**과제 목표:**
아래 기록의 모든 줄을 다시 적되, "orchid"라는 표현만 전부 "flowering plant"라는 표현으로 바꾸고 나머지는 그대로 두세요.

저장된 기록:
* * * *

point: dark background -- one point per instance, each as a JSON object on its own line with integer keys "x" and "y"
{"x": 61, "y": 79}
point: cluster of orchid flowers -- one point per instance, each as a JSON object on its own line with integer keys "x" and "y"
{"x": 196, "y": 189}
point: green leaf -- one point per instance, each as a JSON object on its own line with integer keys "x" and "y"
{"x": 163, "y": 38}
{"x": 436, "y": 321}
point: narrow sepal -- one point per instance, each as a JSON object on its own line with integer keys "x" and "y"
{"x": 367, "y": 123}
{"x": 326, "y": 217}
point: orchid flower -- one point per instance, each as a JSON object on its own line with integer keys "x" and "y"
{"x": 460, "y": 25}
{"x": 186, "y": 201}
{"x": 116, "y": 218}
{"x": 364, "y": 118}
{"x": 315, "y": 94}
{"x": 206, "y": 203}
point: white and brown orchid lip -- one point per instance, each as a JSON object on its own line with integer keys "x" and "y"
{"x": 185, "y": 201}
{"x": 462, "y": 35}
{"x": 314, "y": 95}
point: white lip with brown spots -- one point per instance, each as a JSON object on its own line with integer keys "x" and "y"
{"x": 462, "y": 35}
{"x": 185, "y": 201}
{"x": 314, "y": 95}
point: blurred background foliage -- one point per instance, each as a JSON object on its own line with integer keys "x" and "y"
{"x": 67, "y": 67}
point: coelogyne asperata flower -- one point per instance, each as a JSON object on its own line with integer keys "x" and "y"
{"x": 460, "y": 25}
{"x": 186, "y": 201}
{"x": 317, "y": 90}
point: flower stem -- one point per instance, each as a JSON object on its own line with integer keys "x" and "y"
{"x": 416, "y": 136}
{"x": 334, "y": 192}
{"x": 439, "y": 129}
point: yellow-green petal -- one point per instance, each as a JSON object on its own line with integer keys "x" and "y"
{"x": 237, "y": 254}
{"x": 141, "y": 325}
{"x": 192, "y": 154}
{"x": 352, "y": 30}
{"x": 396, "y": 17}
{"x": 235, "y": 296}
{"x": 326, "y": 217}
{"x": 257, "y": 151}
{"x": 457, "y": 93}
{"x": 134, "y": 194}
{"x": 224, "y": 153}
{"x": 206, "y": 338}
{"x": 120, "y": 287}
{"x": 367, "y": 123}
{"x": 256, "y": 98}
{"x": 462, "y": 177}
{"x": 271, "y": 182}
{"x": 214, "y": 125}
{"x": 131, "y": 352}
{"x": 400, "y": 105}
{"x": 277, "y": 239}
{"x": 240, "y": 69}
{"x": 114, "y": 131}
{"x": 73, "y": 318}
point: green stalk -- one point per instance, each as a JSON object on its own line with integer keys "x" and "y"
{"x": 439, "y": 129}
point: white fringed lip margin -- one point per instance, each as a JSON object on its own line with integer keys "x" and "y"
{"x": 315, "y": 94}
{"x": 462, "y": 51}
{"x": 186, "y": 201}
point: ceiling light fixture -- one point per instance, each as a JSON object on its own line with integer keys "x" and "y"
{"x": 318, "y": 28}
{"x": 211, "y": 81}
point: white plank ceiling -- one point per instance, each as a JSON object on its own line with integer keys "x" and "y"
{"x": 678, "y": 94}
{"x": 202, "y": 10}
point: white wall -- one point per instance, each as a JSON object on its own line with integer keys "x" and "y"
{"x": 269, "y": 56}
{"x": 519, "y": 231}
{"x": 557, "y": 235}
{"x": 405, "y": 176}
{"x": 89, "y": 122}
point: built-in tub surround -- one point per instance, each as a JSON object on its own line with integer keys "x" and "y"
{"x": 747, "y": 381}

* * * *

**연습 답안:**
point: dark background -- one point per instance, each as a JSON object on its own line with integer keys "x" and "y"
{"x": 61, "y": 79}
point: cluster of flowering plant flowers -- one point per instance, each as a JSON object on its own line with integer keys "x" and "y"
{"x": 196, "y": 189}
point: green leaf -- one point per instance, each as a JSON object on its own line with integer keys "x" and "y"
{"x": 163, "y": 38}
{"x": 436, "y": 321}
point: narrow sepal -- one point per instance, each as a JSON object on its own line with integer keys "x" and "y"
{"x": 367, "y": 123}
{"x": 326, "y": 217}
point: flowering plant flower -- one point per instance, each as a JSON object on its own line with integer keys "x" and "y"
{"x": 460, "y": 25}
{"x": 186, "y": 201}
{"x": 116, "y": 218}
{"x": 364, "y": 118}
{"x": 315, "y": 94}
{"x": 206, "y": 203}
point: white and brown flowering plant lip -- one point per instance, each as a JSON object on its own line with integer keys "x" and "y"
{"x": 185, "y": 201}
{"x": 462, "y": 35}
{"x": 314, "y": 95}
point: white lip with brown spots -- one point per instance, each as a JSON object on its own line with integer keys "x" and "y"
{"x": 462, "y": 35}
{"x": 185, "y": 201}
{"x": 314, "y": 95}
point: blurred background foliage -- one point per instance, each as a JSON object on its own line with integer keys "x" and "y"
{"x": 67, "y": 67}
point: coelogyne asperata flower -- one point per instance, each as a JSON object on its own line with integer keys "x" and "y"
{"x": 460, "y": 25}
{"x": 186, "y": 201}
{"x": 317, "y": 90}
point: flower stem -- one point per instance, each as a JSON object on its own line with integer keys "x" and "y"
{"x": 416, "y": 136}
{"x": 334, "y": 192}
{"x": 439, "y": 129}
point: yellow-green petal -- one point per instance, each as a JSON object on its own line with integer keys "x" and "y"
{"x": 237, "y": 254}
{"x": 141, "y": 325}
{"x": 192, "y": 154}
{"x": 352, "y": 30}
{"x": 396, "y": 17}
{"x": 235, "y": 296}
{"x": 326, "y": 217}
{"x": 257, "y": 151}
{"x": 457, "y": 93}
{"x": 134, "y": 194}
{"x": 224, "y": 153}
{"x": 206, "y": 338}
{"x": 120, "y": 287}
{"x": 367, "y": 123}
{"x": 256, "y": 98}
{"x": 462, "y": 177}
{"x": 271, "y": 182}
{"x": 214, "y": 125}
{"x": 131, "y": 352}
{"x": 400, "y": 105}
{"x": 277, "y": 239}
{"x": 240, "y": 69}
{"x": 114, "y": 131}
{"x": 73, "y": 318}
point: green stalk -- one point per instance, each as a JSON object on its own line with integer keys "x" and "y"
{"x": 439, "y": 129}
point: white fringed lip margin -- one point per instance, each as a JSON object on its own line with integer keys "x" and "y"
{"x": 315, "y": 94}
{"x": 462, "y": 51}
{"x": 186, "y": 201}
point: ceiling light fixture -- one point per instance, each as a JSON object on its own line with integer keys "x" and "y"
{"x": 318, "y": 28}
{"x": 211, "y": 81}
point: white plank ceiling -- one point per instance, each as a JSON object on its own line with integer keys "x" and "y"
{"x": 678, "y": 94}
{"x": 202, "y": 10}
point: white wall -- one point per instance, each as a JSON object on its own line with integer keys "x" and "y"
{"x": 269, "y": 56}
{"x": 519, "y": 231}
{"x": 557, "y": 235}
{"x": 405, "y": 176}
{"x": 89, "y": 122}
point: built-in tub surround -- one point per instance, each as a JSON object on its own line with integer keys "x" and "y"
{"x": 747, "y": 381}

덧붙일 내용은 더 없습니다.